#### What you will do:
Print the following records verbatim, with every line kept intact.

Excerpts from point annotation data
+++

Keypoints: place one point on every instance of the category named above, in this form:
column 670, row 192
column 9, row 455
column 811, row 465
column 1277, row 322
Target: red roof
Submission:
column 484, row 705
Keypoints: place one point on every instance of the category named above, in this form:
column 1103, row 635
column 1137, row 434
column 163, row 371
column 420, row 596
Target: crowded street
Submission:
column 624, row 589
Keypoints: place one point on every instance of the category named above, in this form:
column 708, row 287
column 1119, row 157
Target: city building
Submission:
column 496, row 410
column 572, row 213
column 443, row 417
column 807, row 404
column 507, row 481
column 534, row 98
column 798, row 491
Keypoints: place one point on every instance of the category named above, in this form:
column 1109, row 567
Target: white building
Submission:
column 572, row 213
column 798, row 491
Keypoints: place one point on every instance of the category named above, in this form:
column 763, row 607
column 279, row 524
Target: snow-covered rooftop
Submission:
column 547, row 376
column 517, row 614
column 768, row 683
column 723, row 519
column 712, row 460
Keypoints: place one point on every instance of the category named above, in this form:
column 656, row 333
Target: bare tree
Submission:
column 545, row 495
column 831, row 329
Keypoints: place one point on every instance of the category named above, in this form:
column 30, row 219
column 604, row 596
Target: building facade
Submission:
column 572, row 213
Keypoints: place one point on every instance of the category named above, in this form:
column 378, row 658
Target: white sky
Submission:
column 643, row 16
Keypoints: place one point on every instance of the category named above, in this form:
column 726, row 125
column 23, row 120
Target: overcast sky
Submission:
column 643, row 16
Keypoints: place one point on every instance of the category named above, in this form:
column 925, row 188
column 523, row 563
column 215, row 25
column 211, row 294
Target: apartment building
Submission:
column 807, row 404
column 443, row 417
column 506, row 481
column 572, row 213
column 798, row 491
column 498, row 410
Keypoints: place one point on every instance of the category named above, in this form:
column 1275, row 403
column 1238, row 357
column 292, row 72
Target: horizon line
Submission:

+++

#### Result of this task:
Keypoints: place one point on every instance of the category named above, in this form:
column 670, row 192
column 9, row 455
column 811, row 465
column 1277, row 322
Target: red roof
Submission:
column 484, row 705
Keypoints: place one point on every instance of the category named above, in this form:
column 1103, row 635
column 1137, row 434
column 163, row 371
column 420, row 596
Target: crowded street
Submission:
column 624, row 589
Keypoints: place one point on every instance of the category named above, in this form:
column 708, row 287
column 1119, row 157
Target: city building
Submission:
column 496, row 410
column 572, row 213
column 443, row 417
column 807, row 404
column 507, row 481
column 534, row 98
column 798, row 491
Keypoints: place one point on every instance of the category named above, in this form:
column 1109, row 567
Target: white building
Submission:
column 572, row 213
column 798, row 491
Keypoints: place one point on every instance of the category named above, in this form:
column 763, row 607
column 279, row 524
Target: snow-covered rooftop
Submission:
column 547, row 376
column 517, row 614
column 768, row 683
column 723, row 519
column 712, row 460
Keypoints: place one point on every instance of the category named above, in this form:
column 656, row 333
Target: bare tree
Submission:
column 545, row 495
column 831, row 329
Keypoints: place one point on every instance of the category named above, in this form:
column 30, row 219
column 604, row 596
Target: building facade
Submission:
column 572, row 213
Keypoints: place one point on every instance of the category named above, in this form:
column 378, row 658
Target: white sky
Submission:
column 643, row 16
Keypoints: place one point on every instance of the category named above, in this form:
column 726, row 125
column 23, row 120
Target: overcast sky
Submission:
column 643, row 16
Keypoints: place one point on every instance of the category named above, in this form:
column 925, row 188
column 523, row 563
column 215, row 25
column 211, row 294
Target: apartment building
Submission:
column 807, row 404
column 443, row 417
column 506, row 481
column 572, row 213
column 798, row 491
column 498, row 410
Keypoints: place one point on every instance of the category named above, in this form:
column 1275, row 403
column 1238, row 357
column 292, row 72
Target: horizon line
Submission:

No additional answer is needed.